Verbatim copy without pictures. Please print every entry as it stands.

▶ [Listed entries]

+-------+

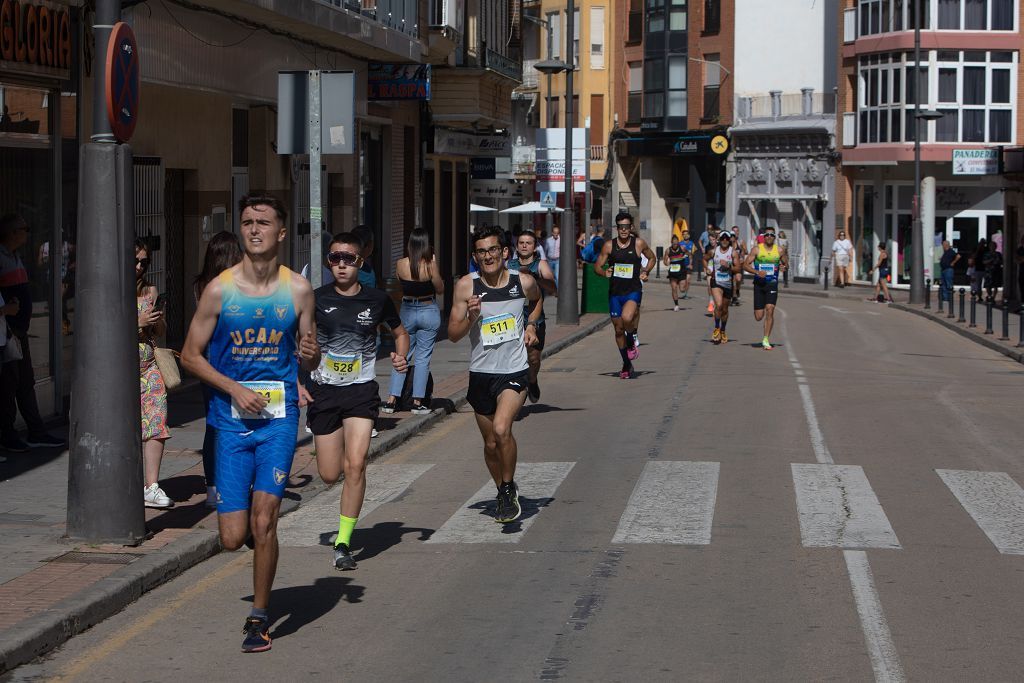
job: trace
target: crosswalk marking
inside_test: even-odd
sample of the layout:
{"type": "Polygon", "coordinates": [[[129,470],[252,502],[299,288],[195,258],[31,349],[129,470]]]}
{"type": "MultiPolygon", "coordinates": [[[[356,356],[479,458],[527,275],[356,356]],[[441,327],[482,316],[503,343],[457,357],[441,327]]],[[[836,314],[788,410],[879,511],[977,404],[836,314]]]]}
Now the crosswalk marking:
{"type": "Polygon", "coordinates": [[[901,547],[862,468],[799,463],[791,467],[805,547],[901,547]]]}
{"type": "Polygon", "coordinates": [[[516,485],[523,516],[512,524],[496,524],[493,505],[496,491],[488,481],[441,526],[427,543],[519,543],[537,521],[574,462],[520,463],[516,485]]]}
{"type": "MultiPolygon", "coordinates": [[[[366,468],[366,497],[359,518],[365,519],[385,503],[395,500],[433,465],[392,465],[374,463],[366,468]]],[[[341,487],[323,491],[298,510],[285,515],[277,524],[278,543],[282,546],[326,545],[338,532],[341,487]]]]}
{"type": "Polygon", "coordinates": [[[717,462],[647,463],[612,543],[711,543],[718,471],[717,462]]]}
{"type": "Polygon", "coordinates": [[[1005,472],[935,470],[1003,555],[1024,555],[1024,490],[1005,472]]]}

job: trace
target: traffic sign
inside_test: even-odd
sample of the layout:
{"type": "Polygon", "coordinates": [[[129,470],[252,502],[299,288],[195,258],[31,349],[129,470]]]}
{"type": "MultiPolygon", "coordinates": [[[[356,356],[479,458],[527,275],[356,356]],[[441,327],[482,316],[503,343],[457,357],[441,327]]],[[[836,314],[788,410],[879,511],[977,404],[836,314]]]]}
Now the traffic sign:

+-------+

▶ [Solution]
job: trace
target: crosswalk marking
inside_test: even-odd
sample of the layout:
{"type": "Polygon", "coordinates": [[[129,470],[252,502],[299,288],[195,258],[31,349],[129,470]]]}
{"type": "MultiPolygon", "coordinates": [[[[356,356],[479,458],[527,275],[356,356]],[[441,327],[482,316],[503,343],[457,357],[441,327]]],[[[836,314],[788,410],[879,511],[977,404],[836,314]]]]}
Now the crosswalk marking:
{"type": "Polygon", "coordinates": [[[901,547],[862,468],[799,463],[791,467],[805,547],[901,547]]]}
{"type": "Polygon", "coordinates": [[[516,485],[523,516],[512,524],[496,524],[493,505],[496,491],[488,481],[441,526],[427,543],[519,543],[537,521],[574,462],[520,463],[516,485]]]}
{"type": "MultiPolygon", "coordinates": [[[[366,468],[366,497],[359,518],[365,519],[385,503],[395,500],[433,465],[392,465],[374,463],[366,468]]],[[[341,487],[323,491],[298,510],[285,515],[277,524],[278,543],[282,546],[326,545],[338,532],[341,487]]]]}
{"type": "Polygon", "coordinates": [[[717,462],[647,463],[612,543],[711,543],[718,471],[717,462]]]}
{"type": "Polygon", "coordinates": [[[1005,472],[935,470],[1003,555],[1024,555],[1024,490],[1005,472]]]}

job: trace
target: traffic sign
inside_test: even-odd
sample of the layout:
{"type": "Polygon", "coordinates": [[[129,470],[252,502],[299,288],[195,258],[31,349],[129,470]]]}
{"type": "MultiPolygon", "coordinates": [[[[356,356],[479,458],[527,275],[356,356]],[[441,327],[482,316],[503,343],[457,357],[441,327]]],[[[836,314],[788,410],[879,511],[977,404],[836,314]]]]}
Now the traffic sign:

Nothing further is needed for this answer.